**PASSAGE PROVIDED:**
>> Begin

When the defendant refused, the deceased became hostile, threatened him, called him
names, and came after him with a knife. The defendant backed up to the door and then
shot only in self-defense when the deceased kept coming.
{¶29} “If the prosecution's evidence is believed and the defense evidence
disbelieved, there is only an unprovoked attack, which is clearly purposeful and
malicious. If the defense is believed and the prosecution disbelieved, then there is
clearly self-defense and no crime at all. Thus, the trier of the facts could not reasonably
find against the state and for the accused upon any one or more of the elements of the
crime charged and against the accused on the remaining elements. Therefore, a charge
on the lesser included offense is not warranted, and an instruction on the lesser
included offense in such an instance permits the jury to unnecessarily speculate on a
compromised verdict. See State v. Loudermill (1965), 2 Ohio St.2d 79, 81, 206 N.E.2d
198; Bandy v. State (1921), 102 Ohio St. 384, 131 N.E. 499.

>> End

**SET PROBLEM 1:** Duplicate the stretch from "When the defendant" through "deceased kept coming." in the court passage on self-defense.
The records have no connection to the court passage above.

**RECORDS FOR THE TASK:**
>> Begin

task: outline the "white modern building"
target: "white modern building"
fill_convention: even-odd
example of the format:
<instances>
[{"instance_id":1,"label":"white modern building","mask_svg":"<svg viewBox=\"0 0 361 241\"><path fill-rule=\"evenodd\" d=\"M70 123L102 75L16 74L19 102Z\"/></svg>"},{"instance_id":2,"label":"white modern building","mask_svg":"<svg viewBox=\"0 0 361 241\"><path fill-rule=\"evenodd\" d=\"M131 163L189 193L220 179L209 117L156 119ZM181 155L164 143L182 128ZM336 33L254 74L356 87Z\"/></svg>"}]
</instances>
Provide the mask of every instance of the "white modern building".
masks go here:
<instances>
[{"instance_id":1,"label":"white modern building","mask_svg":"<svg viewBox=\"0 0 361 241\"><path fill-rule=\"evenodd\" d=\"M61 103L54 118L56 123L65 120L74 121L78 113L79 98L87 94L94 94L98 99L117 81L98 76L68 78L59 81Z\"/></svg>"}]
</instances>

>> End

**SET PROBLEM 2:** Write out the records again, swapping "masks go here" for "outlines go here" and leaving everything else as it is.

**CORRECT ANSWER 1:**
When the defendant refused, the deceased became hostile, threatened him, called him
names, and came after him with a knife. The defendant backed up to the door and then
shot only in self-defense when the deceased kept coming.

**CORRECT ANSWER 2:**
task: outline the "white modern building"
target: "white modern building"
fill_convention: even-odd
example of the format:
<instances>
[{"instance_id":1,"label":"white modern building","mask_svg":"<svg viewBox=\"0 0 361 241\"><path fill-rule=\"evenodd\" d=\"M70 123L102 75L16 74L19 102Z\"/></svg>"},{"instance_id":2,"label":"white modern building","mask_svg":"<svg viewBox=\"0 0 361 241\"><path fill-rule=\"evenodd\" d=\"M131 163L189 193L220 179L209 117L156 119ZM181 155L164 143L182 128ZM336 33L254 74L356 87Z\"/></svg>"}]
</instances>
Provide the mask of every instance of the "white modern building".
outlines go here:
<instances>
[{"instance_id":1,"label":"white modern building","mask_svg":"<svg viewBox=\"0 0 361 241\"><path fill-rule=\"evenodd\" d=\"M61 103L54 118L56 123L65 120L74 121L78 113L79 98L87 94L94 94L98 99L117 81L98 76L68 78L59 81Z\"/></svg>"}]
</instances>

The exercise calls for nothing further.